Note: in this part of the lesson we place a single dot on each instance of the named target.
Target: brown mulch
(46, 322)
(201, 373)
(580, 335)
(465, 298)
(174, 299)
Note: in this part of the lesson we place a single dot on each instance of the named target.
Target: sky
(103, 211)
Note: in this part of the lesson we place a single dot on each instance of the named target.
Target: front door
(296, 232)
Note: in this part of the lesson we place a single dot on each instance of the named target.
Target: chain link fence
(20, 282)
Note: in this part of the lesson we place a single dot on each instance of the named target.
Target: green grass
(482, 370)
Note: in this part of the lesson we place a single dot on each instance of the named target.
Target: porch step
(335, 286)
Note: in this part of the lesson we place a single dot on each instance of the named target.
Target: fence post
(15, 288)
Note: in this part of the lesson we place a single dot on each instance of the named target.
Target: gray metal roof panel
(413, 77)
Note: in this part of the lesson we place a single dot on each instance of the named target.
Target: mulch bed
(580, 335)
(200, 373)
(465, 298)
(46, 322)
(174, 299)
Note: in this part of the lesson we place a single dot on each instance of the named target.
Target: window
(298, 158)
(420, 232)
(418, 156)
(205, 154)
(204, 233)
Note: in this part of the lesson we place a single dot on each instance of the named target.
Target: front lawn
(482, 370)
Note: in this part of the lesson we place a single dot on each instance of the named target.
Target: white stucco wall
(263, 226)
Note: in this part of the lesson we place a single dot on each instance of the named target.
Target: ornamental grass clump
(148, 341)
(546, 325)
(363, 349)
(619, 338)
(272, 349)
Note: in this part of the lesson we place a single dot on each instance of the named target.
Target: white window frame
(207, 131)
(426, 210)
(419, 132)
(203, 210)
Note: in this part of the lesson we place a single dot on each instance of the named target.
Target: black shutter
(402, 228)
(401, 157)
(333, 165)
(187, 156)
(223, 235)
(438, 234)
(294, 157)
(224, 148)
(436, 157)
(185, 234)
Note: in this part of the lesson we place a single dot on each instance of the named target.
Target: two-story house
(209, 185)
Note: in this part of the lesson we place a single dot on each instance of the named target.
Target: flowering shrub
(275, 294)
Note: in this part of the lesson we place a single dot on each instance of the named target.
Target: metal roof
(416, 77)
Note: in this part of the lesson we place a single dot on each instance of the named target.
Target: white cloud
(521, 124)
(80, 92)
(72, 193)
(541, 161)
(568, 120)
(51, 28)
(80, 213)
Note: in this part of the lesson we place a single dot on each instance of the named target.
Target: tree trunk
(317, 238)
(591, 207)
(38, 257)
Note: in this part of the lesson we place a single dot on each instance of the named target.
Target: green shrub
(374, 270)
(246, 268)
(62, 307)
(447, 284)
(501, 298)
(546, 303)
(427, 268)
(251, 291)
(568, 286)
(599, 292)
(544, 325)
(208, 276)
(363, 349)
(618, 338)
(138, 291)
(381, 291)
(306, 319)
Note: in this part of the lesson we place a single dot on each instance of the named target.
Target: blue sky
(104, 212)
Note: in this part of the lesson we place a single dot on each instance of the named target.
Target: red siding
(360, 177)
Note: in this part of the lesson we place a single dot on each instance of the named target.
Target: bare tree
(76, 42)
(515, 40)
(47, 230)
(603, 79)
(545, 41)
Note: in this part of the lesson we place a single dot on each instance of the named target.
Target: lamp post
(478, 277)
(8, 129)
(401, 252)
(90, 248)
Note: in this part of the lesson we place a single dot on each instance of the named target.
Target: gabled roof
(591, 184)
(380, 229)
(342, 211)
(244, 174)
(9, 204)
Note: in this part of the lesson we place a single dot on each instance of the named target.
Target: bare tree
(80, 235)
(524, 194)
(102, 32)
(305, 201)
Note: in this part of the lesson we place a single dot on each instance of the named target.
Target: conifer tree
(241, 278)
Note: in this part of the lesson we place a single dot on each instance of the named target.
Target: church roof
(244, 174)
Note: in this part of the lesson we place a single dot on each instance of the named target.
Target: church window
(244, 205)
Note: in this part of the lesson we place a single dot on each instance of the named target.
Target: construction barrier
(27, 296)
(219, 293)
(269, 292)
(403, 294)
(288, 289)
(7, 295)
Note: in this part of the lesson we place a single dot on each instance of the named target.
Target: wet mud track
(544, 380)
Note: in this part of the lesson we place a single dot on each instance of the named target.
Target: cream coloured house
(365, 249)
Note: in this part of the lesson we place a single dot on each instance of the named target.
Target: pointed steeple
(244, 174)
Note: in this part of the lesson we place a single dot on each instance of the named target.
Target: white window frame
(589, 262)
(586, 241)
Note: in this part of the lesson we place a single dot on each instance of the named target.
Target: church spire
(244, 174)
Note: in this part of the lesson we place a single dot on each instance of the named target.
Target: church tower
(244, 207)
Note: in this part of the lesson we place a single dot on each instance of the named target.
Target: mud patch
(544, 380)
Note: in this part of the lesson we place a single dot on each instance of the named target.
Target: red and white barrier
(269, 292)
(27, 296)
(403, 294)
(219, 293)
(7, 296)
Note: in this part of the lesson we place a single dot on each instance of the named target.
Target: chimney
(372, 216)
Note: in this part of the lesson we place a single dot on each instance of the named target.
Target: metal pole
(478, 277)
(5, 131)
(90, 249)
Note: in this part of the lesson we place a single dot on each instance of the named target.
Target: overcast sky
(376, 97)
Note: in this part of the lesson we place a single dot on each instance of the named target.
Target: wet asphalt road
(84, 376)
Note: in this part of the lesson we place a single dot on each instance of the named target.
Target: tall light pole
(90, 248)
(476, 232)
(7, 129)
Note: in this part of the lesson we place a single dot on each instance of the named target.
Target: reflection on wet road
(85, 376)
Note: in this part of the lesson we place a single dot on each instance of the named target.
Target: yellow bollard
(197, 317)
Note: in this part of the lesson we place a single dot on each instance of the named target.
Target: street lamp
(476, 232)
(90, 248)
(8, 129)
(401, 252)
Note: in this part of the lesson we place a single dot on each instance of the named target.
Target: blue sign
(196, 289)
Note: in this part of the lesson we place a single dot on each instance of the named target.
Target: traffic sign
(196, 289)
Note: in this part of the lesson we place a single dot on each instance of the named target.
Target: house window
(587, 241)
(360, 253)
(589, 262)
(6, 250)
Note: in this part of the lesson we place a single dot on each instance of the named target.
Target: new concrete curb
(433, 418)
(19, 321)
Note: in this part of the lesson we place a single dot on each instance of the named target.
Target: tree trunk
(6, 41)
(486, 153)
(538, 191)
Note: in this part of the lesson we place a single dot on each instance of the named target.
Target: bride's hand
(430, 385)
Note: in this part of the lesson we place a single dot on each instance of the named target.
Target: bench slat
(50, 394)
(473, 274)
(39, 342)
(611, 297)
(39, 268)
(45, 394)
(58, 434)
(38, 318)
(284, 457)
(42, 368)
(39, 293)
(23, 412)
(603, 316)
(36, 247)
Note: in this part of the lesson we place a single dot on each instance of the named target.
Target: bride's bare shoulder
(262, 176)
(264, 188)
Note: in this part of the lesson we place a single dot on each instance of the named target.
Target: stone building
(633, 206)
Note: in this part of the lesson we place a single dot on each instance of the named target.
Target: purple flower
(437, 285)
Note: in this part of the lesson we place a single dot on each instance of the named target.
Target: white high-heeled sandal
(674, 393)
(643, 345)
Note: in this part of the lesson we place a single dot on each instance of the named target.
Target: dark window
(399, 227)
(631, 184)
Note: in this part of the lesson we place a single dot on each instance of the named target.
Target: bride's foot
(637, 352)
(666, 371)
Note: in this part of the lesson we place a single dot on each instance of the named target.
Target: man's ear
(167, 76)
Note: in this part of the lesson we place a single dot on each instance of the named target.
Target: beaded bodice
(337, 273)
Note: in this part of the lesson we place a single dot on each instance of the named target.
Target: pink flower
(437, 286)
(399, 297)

* * * *

**Your assignment:** In full and unchanged, repeat the data above.

**Response to this exercise:**
Note: in this part of the lesson we place a single dot on each instance of the named target.
Target: brown mulch
(46, 322)
(201, 373)
(580, 335)
(465, 298)
(174, 299)
Note: in this part of the lesson we place a single dot on each instance of the named target.
Target: sky
(103, 211)
Note: in this part of the lesson we place a single dot on each instance of the named target.
Target: front door
(296, 232)
Note: in this part of the lesson we place a single dot on each instance of the named target.
Target: chain link fence
(20, 282)
Note: in this part of the lesson we place a single dot on each instance of the named target.
Target: green grass
(482, 370)
Note: in this part of the lesson we place a single dot on each instance of the named target.
Target: porch step
(335, 286)
Note: in this part of the lesson we place a single dot on each instance of the named target.
Target: fence post
(15, 288)
Note: in this part of the lesson we place a single dot on each instance of the named target.
Target: gray metal roof panel
(413, 77)
Note: in this part of the lesson we place a single dot on each instance of the named target.
Target: mulch bed
(580, 335)
(200, 373)
(465, 298)
(46, 322)
(174, 299)
Note: in this part of the lesson we place a single dot on each instance of the named target.
Target: window
(298, 158)
(420, 232)
(418, 156)
(205, 154)
(204, 233)
Note: in this part of the lesson we place a single dot on each instance of the named target.
Target: front lawn
(482, 370)
Note: in this part of the lesson we place a single dot on each instance of the named target.
Target: white stucco wall
(263, 226)
Note: in this part of the lesson we place a single dot on each instance of the named target.
Target: ornamental grass clump
(148, 341)
(546, 325)
(363, 349)
(619, 338)
(272, 349)
Note: in this part of the lesson we place a single dot on each instance of the named target.
Target: white window frame
(207, 131)
(426, 210)
(419, 132)
(203, 210)
Note: in this part of the lesson we place a single dot on each instance of the named target.
Target: black shutter
(402, 228)
(401, 157)
(333, 165)
(187, 156)
(223, 235)
(438, 234)
(294, 157)
(224, 148)
(436, 157)
(185, 234)
Note: in this part of the lesson we place a single dot on each instance of the named target.
Target: two-story house
(209, 185)
Note: in this part of the lesson we place a single dot on each instance of the named target.
Target: flowering shrub
(275, 294)
Note: in this part of the lesson we place a single dot on each instance of the named target.
Target: metal roof
(416, 77)
Note: in this part of the lesson we place a single dot on each instance of the named target.
Target: white cloud
(521, 124)
(80, 92)
(72, 193)
(541, 161)
(568, 120)
(51, 28)
(80, 213)
Note: in this part of the lesson we place a single dot on each instance of the named target.
Target: tree trunk
(317, 238)
(591, 207)
(38, 257)
Note: in this part of the lesson we place a single dot on each instance of the named target.
Target: green shrub
(374, 270)
(246, 268)
(62, 307)
(447, 284)
(501, 298)
(546, 303)
(427, 268)
(251, 291)
(568, 286)
(599, 292)
(544, 325)
(208, 276)
(363, 349)
(618, 338)
(138, 291)
(381, 291)
(306, 319)
Note: in this part of the lesson we place a single dot on each instance of the named target.
Target: blue sky
(104, 212)
Note: in this part of the lesson we place a single dot on each instance of the named target.
Target: red siding
(360, 177)
Note: in this part of the lesson we place a single dot on each instance of the named target.
Target: bare tree
(76, 42)
(515, 40)
(47, 230)
(603, 79)
(545, 41)
Note: in this part of the lesson we place a single dot on each instance of the named target.
Target: lamp post
(478, 277)
(8, 129)
(401, 252)
(90, 248)
Note: in this part of the lesson we place a single dot on each instance of the named target.
Target: gabled roof
(591, 184)
(380, 229)
(342, 211)
(244, 174)
(9, 204)
Note: in this part of the lesson we place a single dot on each instance of the named target.
Target: bare tree
(80, 235)
(524, 194)
(102, 32)
(305, 201)
Note: in this part of the lesson we place a single dot on each instance of the named target.
Target: conifer tree
(241, 278)
Note: in this part of the lesson we place a single dot on each instance of the named target.
Target: church roof
(244, 174)
Note: in this part of the lesson we place a single dot on each instance of the named target.
Target: church window
(244, 205)
Note: in this part of the lesson we place a single dot on each instance of the named target.
Target: construction barrier
(27, 296)
(219, 293)
(269, 292)
(403, 294)
(288, 289)
(7, 295)
Note: in this part of the lesson we place a single dot on each instance of the named target.
Target: wet mud track
(544, 380)
Note: in this part of the lesson we place a single dot on each instance of the named target.
Target: cream coloured house
(365, 249)
Note: in this part of the lesson we place a single dot on each instance of the named target.
Target: pointed steeple
(244, 174)
Note: in this part of the lesson we place a single dot on each instance of the named target.
Target: white window frame
(589, 262)
(586, 241)
Note: in this part of the lesson we place a single dot on each instance of the named target.
Target: church spire
(244, 174)
Note: in this part of the lesson we place a single dot on each instance of the named target.
Target: church tower
(244, 207)
Note: in this part of the lesson we place a single dot on each instance of the named target.
Target: mud patch
(544, 380)
Note: in this part of the lesson we place a single dot on each instance of the named target.
Target: red and white barrier
(269, 292)
(27, 296)
(403, 294)
(219, 293)
(7, 296)
Note: in this part of the lesson we place a single dot on each instance of the named target.
Target: chimney
(372, 216)
Note: in this part of the lesson we place a single dot on each instance of the named target.
Target: metal pole
(478, 277)
(5, 131)
(90, 249)
Note: in this part of the lesson we place a single dot on each instance of the named target.
Target: overcast sky
(376, 97)
Note: in this part of the lesson we place a single dot on each instance of the named target.
Target: wet asphalt road
(84, 376)
Note: in this part of the lesson we place a single dot on each instance of the named target.
Target: tall light pole
(90, 248)
(476, 232)
(7, 129)
Note: in this part of the lesson we place a single dot on each instance of the named target.
Target: reflection on wet road
(85, 376)
Note: in this part of the lesson we place a single dot on each instance of the named target.
Target: yellow bollard
(197, 317)
Note: in this part of the lesson we place a single dot on each instance of the named target.
Target: street lamp
(476, 232)
(90, 248)
(8, 129)
(401, 252)
Note: in this part of the lesson we place a single dot on each instance of the named target.
Target: blue sign
(196, 289)
Note: in this part of the lesson we place a single dot on each instance of the named target.
Target: traffic sign
(196, 289)
Note: in this part of the lesson we place a single dot on each instance of the named target.
Target: house window
(587, 241)
(360, 253)
(589, 262)
(6, 250)
Note: in this part of the lesson we place a single dot on each instance of the named target.
Target: new concrete curb
(433, 418)
(19, 321)
Note: in this part of the lesson we place a single dot on each instance of the named target.
Target: tree trunk
(6, 41)
(486, 153)
(538, 191)
Note: in this part of the lesson we place a single dot on each instance of the named target.
Target: bride's hand
(430, 385)
Note: in this part of the lesson we place a single dot on each instance of the named target.
Target: bench slat
(50, 394)
(473, 274)
(39, 342)
(611, 297)
(39, 268)
(45, 394)
(58, 434)
(38, 318)
(284, 457)
(42, 368)
(39, 293)
(23, 412)
(603, 316)
(36, 247)
Note: in this part of the lesson we place a single dot on each instance of the named target.
Target: bride's bare shoulder
(262, 176)
(264, 188)
Note: in this part of the lesson we place a single dot on each instance of the named target.
Target: stone building
(633, 206)
Note: in this part of the lesson we place a single dot on each instance of the named target.
Target: purple flower
(437, 285)
Note: in this part of the lesson we place a single dot on each instance of the named target.
Target: white high-heeled sandal
(674, 393)
(643, 345)
Note: in this part of the lesson we place a single dot on each instance of the named target.
Target: dark window
(399, 227)
(631, 184)
Note: in this part of the lesson we place a single dot on each instance of the named target.
Target: bride's foot
(637, 352)
(666, 371)
Note: in this part of the lesson we place a single dot on each instance of the named target.
Target: man's ear
(167, 76)
Note: in this part of the lesson we place a single dot on each instance of the named target.
Target: beaded bodice
(337, 273)
Note: in this part of the lesson we place a single dot on each instance of the named target.
Target: pink flower
(437, 286)
(399, 297)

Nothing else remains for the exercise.